Copy out the data from the line with "Where can the gravel ground" up to and including the line with "(1206, 263)", and switch "rear window" to "back window" while leaving everything else as it is.

[Position annotation data]
* * * * * * * * *

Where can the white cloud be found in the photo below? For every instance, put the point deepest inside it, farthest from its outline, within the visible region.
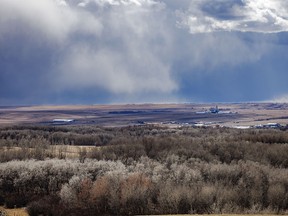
(268, 16)
(130, 47)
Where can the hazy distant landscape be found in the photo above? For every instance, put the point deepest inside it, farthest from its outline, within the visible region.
(143, 107)
(229, 115)
(145, 159)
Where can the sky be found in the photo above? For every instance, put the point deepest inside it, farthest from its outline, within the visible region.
(143, 51)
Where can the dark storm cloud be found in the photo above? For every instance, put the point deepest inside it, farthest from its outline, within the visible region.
(101, 51)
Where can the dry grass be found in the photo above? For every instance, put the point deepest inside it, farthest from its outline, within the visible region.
(15, 212)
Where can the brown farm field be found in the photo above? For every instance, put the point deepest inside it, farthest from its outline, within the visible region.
(231, 115)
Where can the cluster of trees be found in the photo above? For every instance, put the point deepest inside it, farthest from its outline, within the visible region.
(145, 170)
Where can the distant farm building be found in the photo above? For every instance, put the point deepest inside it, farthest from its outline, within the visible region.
(214, 109)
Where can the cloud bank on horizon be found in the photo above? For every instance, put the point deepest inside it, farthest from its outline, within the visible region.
(111, 51)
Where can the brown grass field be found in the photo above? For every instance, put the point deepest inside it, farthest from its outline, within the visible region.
(238, 114)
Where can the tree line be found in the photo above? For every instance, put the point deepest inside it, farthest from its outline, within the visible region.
(144, 170)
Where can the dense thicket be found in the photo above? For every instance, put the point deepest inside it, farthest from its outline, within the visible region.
(144, 170)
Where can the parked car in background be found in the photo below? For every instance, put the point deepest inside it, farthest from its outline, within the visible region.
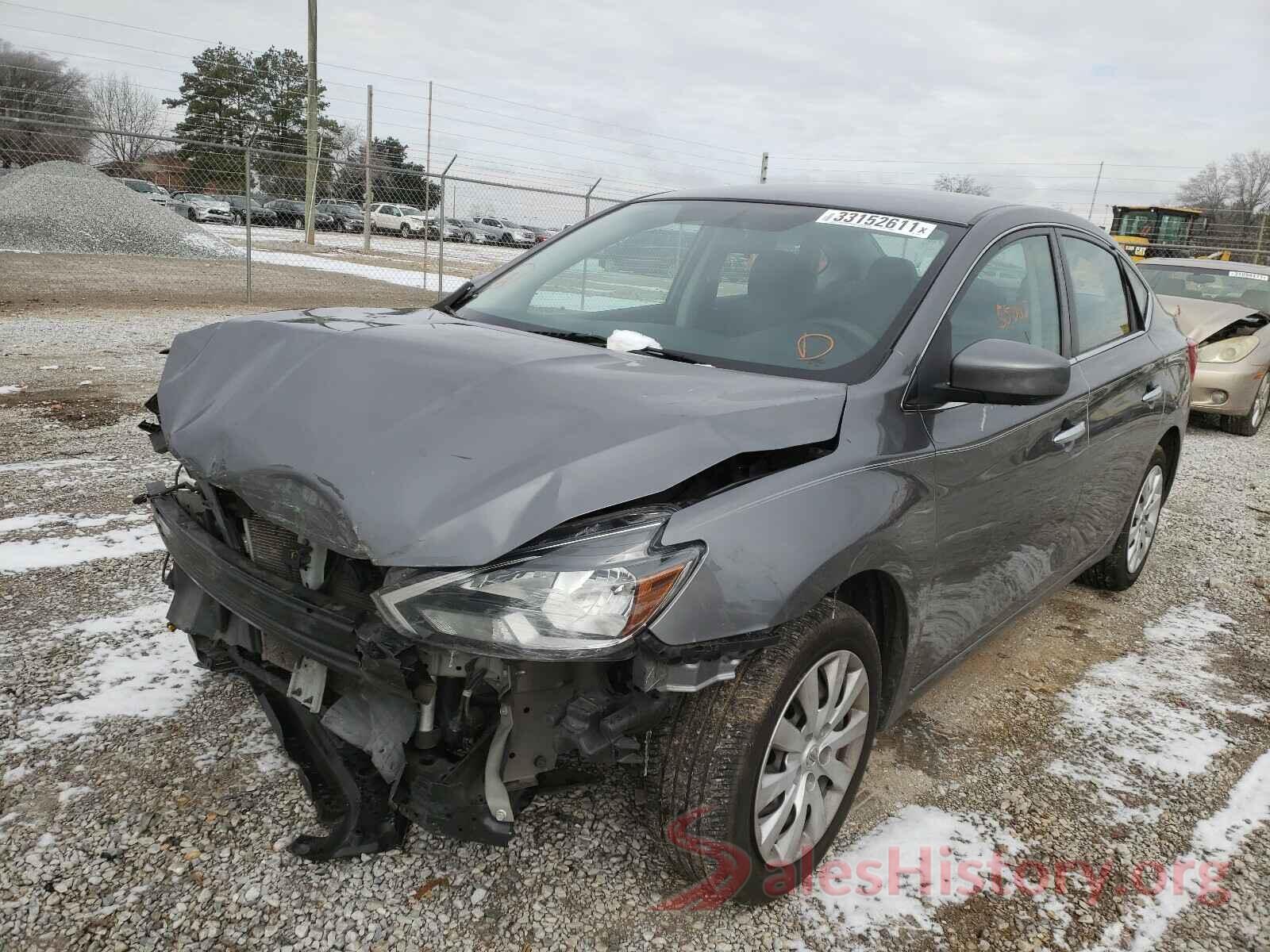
(852, 435)
(156, 194)
(475, 234)
(541, 234)
(348, 216)
(507, 232)
(291, 215)
(406, 220)
(260, 213)
(1225, 308)
(202, 209)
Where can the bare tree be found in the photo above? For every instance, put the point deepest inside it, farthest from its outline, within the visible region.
(1249, 183)
(965, 184)
(122, 106)
(37, 90)
(1210, 188)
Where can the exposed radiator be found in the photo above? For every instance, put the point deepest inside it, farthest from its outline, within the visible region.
(273, 549)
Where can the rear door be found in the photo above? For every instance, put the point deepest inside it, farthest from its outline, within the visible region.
(1009, 478)
(1126, 374)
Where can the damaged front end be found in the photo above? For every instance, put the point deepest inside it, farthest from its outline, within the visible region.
(433, 697)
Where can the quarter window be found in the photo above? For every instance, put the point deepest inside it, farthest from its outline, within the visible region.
(1011, 298)
(1100, 313)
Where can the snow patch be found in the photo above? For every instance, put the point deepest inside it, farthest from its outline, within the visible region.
(628, 340)
(1214, 841)
(899, 846)
(1146, 712)
(149, 673)
(55, 551)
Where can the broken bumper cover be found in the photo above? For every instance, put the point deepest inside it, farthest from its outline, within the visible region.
(464, 776)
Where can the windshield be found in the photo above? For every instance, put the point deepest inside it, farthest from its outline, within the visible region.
(793, 290)
(1232, 286)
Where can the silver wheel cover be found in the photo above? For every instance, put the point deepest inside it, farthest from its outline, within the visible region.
(810, 758)
(1146, 517)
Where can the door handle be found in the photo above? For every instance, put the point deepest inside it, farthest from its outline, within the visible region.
(1064, 437)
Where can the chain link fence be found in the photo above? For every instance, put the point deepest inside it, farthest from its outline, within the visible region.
(381, 232)
(421, 232)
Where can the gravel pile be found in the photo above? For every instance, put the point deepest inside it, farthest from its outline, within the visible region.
(69, 209)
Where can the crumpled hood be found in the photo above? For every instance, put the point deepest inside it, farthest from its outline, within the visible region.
(417, 438)
(1199, 321)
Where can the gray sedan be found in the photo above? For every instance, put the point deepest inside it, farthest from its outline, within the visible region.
(722, 517)
(201, 209)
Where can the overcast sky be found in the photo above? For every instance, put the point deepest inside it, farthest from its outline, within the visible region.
(889, 92)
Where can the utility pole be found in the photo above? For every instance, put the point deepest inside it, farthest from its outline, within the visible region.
(441, 232)
(311, 171)
(1095, 196)
(427, 190)
(368, 196)
(247, 213)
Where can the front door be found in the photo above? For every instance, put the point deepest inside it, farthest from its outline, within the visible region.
(1126, 374)
(1007, 478)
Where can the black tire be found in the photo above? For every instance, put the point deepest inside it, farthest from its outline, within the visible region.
(1114, 571)
(711, 750)
(1250, 423)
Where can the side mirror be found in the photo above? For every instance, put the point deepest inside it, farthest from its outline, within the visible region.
(1009, 372)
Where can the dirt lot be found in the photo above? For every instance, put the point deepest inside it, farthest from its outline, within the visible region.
(40, 282)
(145, 804)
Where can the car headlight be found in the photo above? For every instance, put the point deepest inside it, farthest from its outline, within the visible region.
(1229, 351)
(583, 593)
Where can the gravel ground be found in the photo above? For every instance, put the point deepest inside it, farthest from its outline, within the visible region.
(145, 804)
(73, 209)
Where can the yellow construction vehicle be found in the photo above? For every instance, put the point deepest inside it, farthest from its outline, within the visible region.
(1161, 232)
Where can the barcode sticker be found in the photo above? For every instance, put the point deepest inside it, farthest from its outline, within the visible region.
(908, 228)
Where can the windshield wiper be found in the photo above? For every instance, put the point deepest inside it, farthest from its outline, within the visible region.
(664, 355)
(456, 298)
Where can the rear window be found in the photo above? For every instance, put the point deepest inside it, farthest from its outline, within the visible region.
(791, 290)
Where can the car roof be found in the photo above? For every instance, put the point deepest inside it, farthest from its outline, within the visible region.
(950, 207)
(1206, 263)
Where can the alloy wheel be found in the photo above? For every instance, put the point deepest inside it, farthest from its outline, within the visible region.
(1146, 517)
(812, 758)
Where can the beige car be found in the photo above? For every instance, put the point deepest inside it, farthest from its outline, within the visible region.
(1225, 308)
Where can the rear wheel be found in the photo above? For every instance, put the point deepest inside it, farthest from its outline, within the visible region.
(1126, 562)
(774, 757)
(1250, 423)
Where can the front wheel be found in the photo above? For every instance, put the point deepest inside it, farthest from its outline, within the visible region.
(1126, 562)
(1250, 423)
(760, 772)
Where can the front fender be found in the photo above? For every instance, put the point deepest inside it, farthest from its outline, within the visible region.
(779, 545)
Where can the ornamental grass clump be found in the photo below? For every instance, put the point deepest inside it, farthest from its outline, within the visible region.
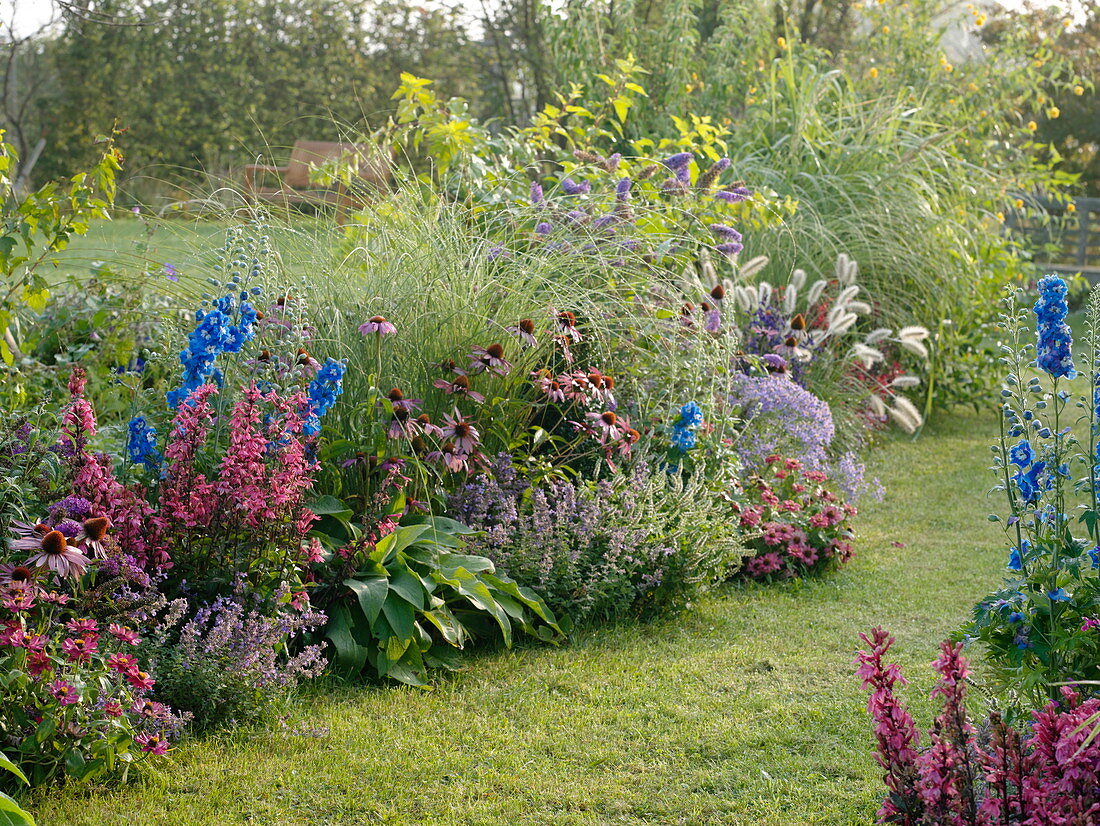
(635, 543)
(1041, 628)
(1044, 770)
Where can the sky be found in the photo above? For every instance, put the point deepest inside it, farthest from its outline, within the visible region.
(32, 14)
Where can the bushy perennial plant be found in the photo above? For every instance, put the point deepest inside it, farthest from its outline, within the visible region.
(1044, 772)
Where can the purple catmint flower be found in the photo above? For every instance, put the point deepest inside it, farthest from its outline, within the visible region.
(571, 187)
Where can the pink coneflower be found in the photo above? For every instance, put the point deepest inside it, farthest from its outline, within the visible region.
(37, 663)
(140, 680)
(125, 635)
(525, 331)
(490, 359)
(91, 535)
(460, 386)
(606, 426)
(55, 553)
(19, 598)
(83, 626)
(64, 692)
(398, 402)
(461, 432)
(549, 385)
(122, 663)
(152, 744)
(15, 574)
(378, 326)
(79, 649)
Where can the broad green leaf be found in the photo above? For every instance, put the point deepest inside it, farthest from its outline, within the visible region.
(371, 594)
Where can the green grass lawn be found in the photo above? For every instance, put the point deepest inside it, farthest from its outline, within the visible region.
(743, 711)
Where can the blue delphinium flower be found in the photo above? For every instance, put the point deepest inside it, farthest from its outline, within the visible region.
(142, 442)
(691, 415)
(323, 389)
(1052, 330)
(1022, 454)
(215, 333)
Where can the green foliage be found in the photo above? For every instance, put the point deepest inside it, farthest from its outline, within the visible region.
(417, 598)
(11, 813)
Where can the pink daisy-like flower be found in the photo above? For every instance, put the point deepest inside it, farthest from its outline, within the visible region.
(19, 599)
(152, 744)
(91, 535)
(83, 626)
(13, 574)
(55, 553)
(122, 663)
(123, 634)
(567, 327)
(463, 433)
(37, 663)
(140, 680)
(525, 331)
(460, 386)
(397, 402)
(490, 359)
(378, 326)
(79, 649)
(64, 692)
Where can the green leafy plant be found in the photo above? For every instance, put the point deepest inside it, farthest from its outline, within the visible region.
(414, 598)
(11, 813)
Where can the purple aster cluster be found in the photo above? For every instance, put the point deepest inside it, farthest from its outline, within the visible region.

* * * * * * * * *

Task response:
Where can the gravel ground be found in the photo above? For every instance, put the point deepest inside it, farthest from its outline, within the visible region.
(145, 804)
(73, 209)
Where can the yellow construction vehicle be found in the photo above? For every instance, put the point deepest inside it, farthest from its outline, within the visible region.
(1161, 232)
Where can the barcode sticker be found in the photo above? For every instance, put the point deepest inside it, farthest from its outline, within the visible region.
(908, 228)
Where can the windshield wiper be found in the photo above? For every instance, put the point deepest inside it, farthest from its outline, within the visible region.
(664, 355)
(456, 298)
Where can the back window be found in the photo above? For every instance, put the point deepest inside it, farthest from its outline, within the visible region.
(791, 290)
Where can the car roof be found in the photo above? For every instance, put the point deepest inside it, farthest from its outline, within the visible region.
(950, 207)
(1206, 263)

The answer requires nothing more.